** TEXT TO READ **
· · · · ·
One edit earns its place above all the others. Containerd ships with SystemdCgroup set to false, and on a systemd host it has to be true, or the kubelet and containerd disagree about who owns the cgroups and pods never leave ContainerCreating. On containerd 2.x the setting lives under the CRI runc options in /etc/containerd/config.toml, which is why the role regenerates the default config first and edits that one line. The apt-mark hold at the end stops an unattended apt upgrade from dragging the cluster to a new minor behind your back.

Bring up the control plane

The control_plane role initialises the cluster, installs a kubeconfig for your login user, lays down the Calico CNI, and prints a join command the workers pick up. It is written to be safe to run twice: the creates: guard on kubeadm init means a second run never re-initialises a live cluster.
· · · · ·
** INFORMATION GIVEN **
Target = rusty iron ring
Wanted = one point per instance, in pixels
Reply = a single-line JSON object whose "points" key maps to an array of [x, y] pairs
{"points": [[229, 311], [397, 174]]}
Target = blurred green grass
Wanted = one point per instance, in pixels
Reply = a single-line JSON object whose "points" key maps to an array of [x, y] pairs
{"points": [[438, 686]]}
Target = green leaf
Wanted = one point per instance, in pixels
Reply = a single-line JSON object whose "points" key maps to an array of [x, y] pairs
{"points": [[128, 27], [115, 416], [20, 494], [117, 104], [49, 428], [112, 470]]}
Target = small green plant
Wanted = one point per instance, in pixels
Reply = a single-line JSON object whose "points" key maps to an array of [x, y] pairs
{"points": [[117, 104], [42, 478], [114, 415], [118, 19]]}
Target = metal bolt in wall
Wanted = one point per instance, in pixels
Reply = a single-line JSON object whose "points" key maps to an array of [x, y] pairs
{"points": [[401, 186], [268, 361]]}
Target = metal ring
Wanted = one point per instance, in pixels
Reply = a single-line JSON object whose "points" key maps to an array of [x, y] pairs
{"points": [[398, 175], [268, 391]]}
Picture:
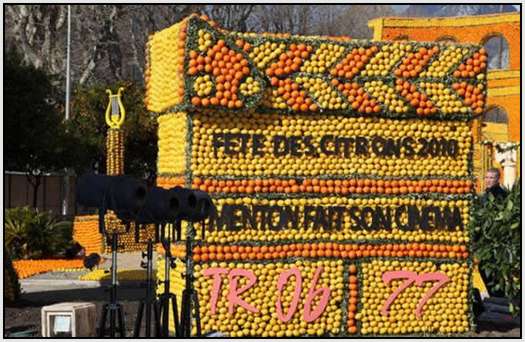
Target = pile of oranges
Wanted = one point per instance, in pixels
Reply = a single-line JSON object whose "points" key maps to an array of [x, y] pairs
· · · · ·
** WHAT THIS TASK INVOLVES **
Please print the part of the Kubernetes setup text from "One edit earns" up to and including "behind your back.", with no changes. The records have nothing to do with this work.

** TASK OUTPUT **
One edit earns its place above all the others. Containerd ships with SystemdCgroup set to false, and on a systemd host it has to be true, or the kubelet and containerd disagree about who owns the cgroups and pods never leave ContainerCreating. On containerd 2.x the setting lives under the CRI runc options in /etc/containerd/config.toml, which is why the role regenerates the default config first and edits that one line. The apt-mark hold at the end stops an unattended apt upgrade from dragging the cluster to a new minor behind your back.